• _Exercise brief_
The answer must be every line of the records below that contains the word "trousers".

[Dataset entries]
──────

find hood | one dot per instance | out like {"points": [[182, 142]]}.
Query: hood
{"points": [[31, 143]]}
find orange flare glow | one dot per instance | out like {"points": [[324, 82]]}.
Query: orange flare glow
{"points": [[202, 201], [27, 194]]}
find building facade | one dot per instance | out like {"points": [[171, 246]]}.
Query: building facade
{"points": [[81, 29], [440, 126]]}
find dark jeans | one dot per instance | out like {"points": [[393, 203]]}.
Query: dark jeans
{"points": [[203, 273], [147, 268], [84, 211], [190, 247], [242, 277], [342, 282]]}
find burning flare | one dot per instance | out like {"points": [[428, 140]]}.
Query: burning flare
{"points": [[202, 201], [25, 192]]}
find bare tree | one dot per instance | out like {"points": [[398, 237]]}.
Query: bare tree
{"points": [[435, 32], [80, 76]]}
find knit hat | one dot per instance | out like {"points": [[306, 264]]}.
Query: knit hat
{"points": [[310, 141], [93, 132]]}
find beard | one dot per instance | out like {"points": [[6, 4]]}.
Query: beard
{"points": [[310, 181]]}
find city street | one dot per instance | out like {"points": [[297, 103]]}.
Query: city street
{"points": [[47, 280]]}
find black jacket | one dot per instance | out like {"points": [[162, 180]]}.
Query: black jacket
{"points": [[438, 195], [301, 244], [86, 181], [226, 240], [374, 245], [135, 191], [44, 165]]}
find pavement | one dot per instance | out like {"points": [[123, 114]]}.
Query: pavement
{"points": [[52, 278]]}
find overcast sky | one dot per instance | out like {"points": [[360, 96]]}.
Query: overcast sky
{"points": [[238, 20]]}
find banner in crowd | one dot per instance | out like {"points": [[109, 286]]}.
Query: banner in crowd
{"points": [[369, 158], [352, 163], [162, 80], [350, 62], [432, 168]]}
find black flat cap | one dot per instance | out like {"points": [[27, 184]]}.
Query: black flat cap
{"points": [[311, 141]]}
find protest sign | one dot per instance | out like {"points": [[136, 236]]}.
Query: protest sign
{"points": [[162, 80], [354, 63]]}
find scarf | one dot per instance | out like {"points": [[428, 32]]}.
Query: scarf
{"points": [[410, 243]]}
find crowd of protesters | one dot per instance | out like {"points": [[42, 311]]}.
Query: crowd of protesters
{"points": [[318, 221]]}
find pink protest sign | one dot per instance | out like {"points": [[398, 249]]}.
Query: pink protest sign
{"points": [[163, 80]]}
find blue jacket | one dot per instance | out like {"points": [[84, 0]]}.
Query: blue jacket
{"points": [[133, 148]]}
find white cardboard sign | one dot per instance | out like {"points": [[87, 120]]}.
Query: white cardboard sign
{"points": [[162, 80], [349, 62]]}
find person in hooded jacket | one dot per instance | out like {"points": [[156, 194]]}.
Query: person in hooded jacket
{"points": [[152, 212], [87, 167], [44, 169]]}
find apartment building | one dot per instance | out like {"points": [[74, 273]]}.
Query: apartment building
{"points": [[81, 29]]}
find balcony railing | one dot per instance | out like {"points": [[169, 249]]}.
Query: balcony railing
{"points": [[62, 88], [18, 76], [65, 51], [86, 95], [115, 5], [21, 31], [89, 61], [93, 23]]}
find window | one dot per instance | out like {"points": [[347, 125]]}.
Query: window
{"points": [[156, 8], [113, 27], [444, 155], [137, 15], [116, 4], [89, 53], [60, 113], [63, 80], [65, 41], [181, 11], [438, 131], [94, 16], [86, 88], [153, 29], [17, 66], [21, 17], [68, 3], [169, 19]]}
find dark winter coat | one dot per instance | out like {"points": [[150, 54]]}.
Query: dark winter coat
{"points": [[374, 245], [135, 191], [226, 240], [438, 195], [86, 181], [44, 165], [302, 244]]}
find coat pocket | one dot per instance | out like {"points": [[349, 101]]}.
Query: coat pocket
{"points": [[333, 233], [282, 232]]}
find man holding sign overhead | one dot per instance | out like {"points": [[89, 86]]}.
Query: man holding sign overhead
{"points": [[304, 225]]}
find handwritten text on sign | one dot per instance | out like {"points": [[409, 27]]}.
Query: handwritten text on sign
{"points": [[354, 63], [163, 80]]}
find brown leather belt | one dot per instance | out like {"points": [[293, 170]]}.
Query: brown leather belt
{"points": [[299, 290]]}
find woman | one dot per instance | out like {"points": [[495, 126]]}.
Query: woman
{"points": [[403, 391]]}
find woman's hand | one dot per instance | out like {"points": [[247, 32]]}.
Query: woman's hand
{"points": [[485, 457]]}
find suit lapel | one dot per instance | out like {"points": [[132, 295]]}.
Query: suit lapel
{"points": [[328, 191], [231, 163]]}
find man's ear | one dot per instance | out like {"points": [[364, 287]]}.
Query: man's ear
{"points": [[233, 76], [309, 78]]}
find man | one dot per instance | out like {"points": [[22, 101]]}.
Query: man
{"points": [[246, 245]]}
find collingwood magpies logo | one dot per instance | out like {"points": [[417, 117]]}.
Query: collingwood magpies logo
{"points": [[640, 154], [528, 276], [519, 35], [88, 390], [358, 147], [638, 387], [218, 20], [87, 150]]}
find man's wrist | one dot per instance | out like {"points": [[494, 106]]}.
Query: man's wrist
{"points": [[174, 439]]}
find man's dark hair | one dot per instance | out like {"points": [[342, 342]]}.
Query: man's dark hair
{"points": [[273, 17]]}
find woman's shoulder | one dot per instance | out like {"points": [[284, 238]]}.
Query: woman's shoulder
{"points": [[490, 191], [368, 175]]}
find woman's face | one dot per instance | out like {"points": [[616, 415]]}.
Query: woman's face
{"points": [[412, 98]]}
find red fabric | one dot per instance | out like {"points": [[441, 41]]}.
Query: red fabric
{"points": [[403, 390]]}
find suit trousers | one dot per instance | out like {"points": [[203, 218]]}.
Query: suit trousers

──────

• _Task response_
find suit trousers | one dot per instance | out like {"points": [[203, 218]]}.
Query: suit trousers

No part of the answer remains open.